* EXCERTO DO TEXTO *
===

Carros eléctricos: cruzamentos na Av. Aguiar e linha na Av. Central seguindo Salomão Vieira (3/6)

A foto seguinte vem do site da DRISA (Digital Railway Images of South Africa) e devia pertencer à empresa dos caminhos de ferro para ser usada para propaganda turística do destino português na costa do Índico. A legenda tinha um ponto de interrogação mas podemos confirmar que a foto era de Lourenço Marques (LM), actual Maputo.

FOTO 1
Legenda original: city street showing tramlines and wiring. Lourenco Marques?

Podemos observar na foto mais de perto o cruzamento e colocar marcas:

PORMENOR DA FOTO 1
Roxo: prédio da padaria Hazis, já ampliado com o último andar
Verde: edifício do Scala de 1931
Púrpura: um dos torreões do Capitania Building(s)
Amarelo: telhado do Clube Inglês
Vermelho: prédio na esquina da Rua ou Travessa da Fonte com a Av. da República,
actual 25 de Setembro que se via aqui em 1907
Laranja: Avenida Buildings / Prédio Pott 
Castanho claro: um dos dois cruzamentos (ou desvios)

===

* INSTRUÇÕES E REQUISITOS *
Transcreva, do texto sobre os carros eléctricos de Lourenço Marques, a passagem que vai de "Carros eléctricos: cruzamentos" a "wiring. Lourenco Marques?".

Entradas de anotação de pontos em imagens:
===

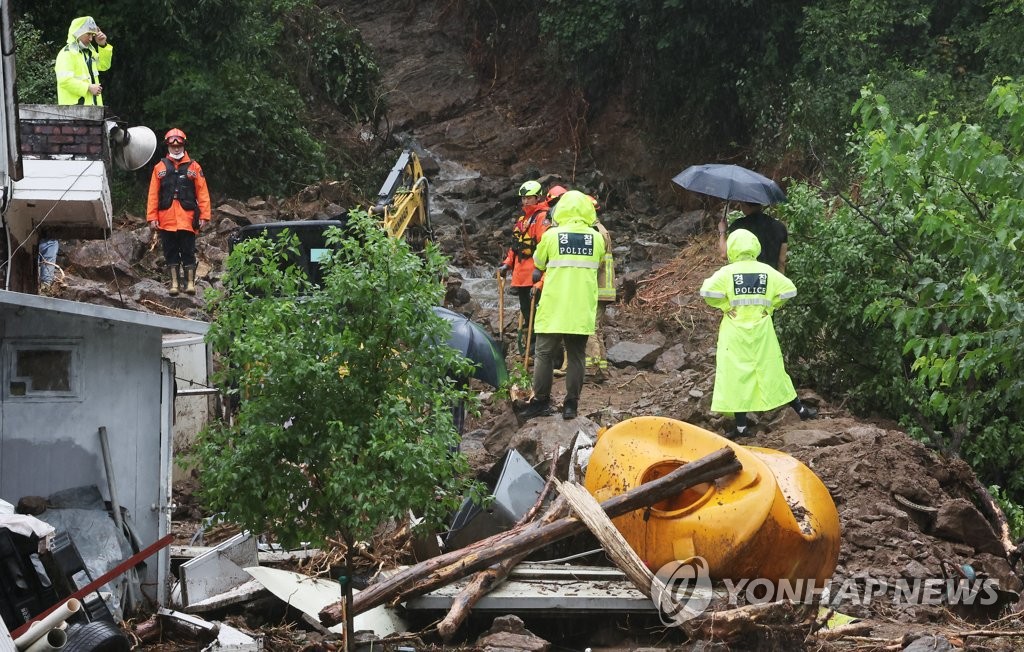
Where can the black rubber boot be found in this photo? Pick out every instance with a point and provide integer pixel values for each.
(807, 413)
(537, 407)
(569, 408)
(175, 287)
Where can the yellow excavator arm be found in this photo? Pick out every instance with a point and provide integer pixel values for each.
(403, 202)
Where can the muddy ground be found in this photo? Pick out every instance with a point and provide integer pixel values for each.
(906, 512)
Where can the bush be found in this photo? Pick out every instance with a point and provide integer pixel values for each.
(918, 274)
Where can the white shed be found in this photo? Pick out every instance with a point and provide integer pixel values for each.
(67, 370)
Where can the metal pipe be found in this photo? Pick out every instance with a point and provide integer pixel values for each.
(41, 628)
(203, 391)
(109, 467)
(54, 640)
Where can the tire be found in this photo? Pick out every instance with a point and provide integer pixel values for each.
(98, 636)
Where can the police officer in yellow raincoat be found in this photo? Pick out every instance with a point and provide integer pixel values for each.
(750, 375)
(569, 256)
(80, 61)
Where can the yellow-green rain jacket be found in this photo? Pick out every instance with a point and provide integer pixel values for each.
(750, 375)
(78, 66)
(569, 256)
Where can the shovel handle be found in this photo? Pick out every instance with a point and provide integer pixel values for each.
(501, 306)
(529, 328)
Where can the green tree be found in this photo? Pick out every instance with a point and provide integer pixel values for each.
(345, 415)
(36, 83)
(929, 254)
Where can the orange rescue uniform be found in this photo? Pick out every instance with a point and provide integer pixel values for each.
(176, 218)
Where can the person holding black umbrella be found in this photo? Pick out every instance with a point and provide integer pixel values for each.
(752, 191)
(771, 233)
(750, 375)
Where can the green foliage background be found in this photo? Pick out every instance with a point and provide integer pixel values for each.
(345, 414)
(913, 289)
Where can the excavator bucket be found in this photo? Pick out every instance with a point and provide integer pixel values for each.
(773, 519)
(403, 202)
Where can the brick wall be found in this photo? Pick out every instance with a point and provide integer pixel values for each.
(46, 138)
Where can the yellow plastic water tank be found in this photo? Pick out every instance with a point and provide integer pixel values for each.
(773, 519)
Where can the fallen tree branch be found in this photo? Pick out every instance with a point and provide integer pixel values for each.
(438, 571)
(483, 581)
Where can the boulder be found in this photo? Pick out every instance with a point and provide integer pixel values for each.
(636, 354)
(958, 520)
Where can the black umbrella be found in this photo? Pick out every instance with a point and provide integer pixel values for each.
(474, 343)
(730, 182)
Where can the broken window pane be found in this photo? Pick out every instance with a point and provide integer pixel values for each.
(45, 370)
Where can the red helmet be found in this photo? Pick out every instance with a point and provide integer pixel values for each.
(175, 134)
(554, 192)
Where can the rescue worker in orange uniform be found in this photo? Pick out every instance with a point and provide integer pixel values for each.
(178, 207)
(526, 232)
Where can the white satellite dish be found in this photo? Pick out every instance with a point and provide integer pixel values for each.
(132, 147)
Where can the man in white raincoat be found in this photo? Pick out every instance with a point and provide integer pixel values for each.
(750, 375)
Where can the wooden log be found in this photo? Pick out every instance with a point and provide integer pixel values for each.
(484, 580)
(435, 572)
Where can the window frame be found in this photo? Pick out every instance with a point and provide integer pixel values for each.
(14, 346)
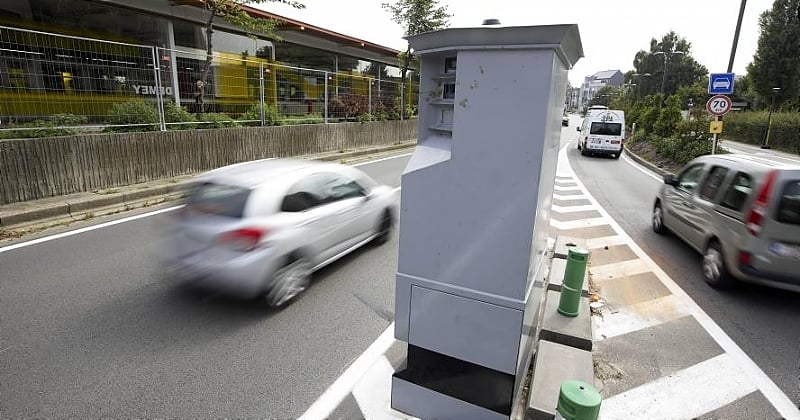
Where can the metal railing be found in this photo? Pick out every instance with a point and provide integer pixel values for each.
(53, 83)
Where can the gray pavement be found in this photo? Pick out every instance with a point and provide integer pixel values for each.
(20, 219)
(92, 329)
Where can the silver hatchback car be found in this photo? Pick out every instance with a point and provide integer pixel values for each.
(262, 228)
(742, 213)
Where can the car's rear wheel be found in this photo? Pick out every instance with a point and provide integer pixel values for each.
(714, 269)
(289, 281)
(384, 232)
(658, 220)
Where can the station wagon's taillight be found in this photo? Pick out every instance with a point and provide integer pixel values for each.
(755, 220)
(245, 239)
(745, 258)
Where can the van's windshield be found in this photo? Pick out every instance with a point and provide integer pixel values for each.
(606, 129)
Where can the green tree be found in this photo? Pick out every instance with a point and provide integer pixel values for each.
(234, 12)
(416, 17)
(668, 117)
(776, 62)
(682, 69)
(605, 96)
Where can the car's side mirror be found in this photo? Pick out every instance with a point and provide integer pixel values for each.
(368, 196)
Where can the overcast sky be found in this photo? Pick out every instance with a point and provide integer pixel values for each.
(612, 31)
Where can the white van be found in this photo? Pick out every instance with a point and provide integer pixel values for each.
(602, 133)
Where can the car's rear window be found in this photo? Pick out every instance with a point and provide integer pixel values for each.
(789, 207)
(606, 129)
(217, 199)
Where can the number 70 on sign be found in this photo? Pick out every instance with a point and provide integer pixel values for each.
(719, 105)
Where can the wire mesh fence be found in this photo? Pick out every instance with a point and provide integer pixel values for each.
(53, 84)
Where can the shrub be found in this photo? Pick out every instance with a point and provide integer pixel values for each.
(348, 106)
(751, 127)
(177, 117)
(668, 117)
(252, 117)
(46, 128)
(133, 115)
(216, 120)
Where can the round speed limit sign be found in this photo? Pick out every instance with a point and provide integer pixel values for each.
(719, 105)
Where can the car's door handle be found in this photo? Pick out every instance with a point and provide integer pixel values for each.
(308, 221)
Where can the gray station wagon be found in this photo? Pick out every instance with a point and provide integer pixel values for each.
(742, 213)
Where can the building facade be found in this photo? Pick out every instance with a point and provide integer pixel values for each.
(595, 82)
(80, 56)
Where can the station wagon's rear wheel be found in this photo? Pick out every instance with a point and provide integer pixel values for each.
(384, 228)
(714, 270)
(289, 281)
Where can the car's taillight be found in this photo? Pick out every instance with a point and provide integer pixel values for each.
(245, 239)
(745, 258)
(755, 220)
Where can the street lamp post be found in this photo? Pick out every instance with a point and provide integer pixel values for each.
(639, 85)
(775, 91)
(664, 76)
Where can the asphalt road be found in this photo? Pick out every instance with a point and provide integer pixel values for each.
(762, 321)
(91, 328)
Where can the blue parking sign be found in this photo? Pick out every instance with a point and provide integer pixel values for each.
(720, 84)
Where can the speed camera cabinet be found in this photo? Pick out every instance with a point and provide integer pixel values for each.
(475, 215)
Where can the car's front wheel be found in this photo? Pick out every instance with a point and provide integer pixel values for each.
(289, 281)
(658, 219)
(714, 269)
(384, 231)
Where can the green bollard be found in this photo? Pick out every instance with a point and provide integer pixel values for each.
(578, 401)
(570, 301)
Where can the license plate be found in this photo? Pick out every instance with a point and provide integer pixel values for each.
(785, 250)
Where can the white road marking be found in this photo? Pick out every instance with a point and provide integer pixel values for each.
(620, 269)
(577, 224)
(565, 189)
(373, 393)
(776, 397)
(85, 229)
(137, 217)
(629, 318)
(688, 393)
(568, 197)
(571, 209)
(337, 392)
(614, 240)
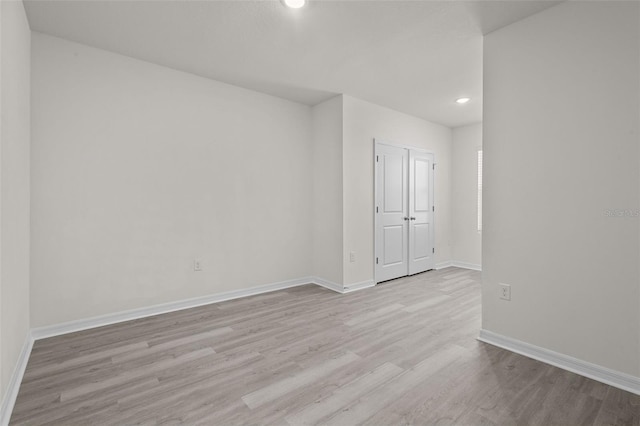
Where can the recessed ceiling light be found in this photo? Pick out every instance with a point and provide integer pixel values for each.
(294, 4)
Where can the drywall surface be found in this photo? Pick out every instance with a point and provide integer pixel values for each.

===

* RESPOSTA FINAL *
Carros eléctricos: cruzamentos na Av. Aguiar e linha na Av. Central seguindo Salomão Vieira (3/6)

A foto seguinte vem do site da DRISA (Digital Railway Images of South Africa) e devia pertencer à empresa dos caminhos de ferro para ser usada para propaganda turística do destino português na costa do Índico. A legenda tinha um ponto de interrogação mas podemos confirmar que a foto era de Lourenço Marques (LM), actual Maputo.

FOTO 1
Legenda original: city street showing tramlines and wiring. Lourenco Marques?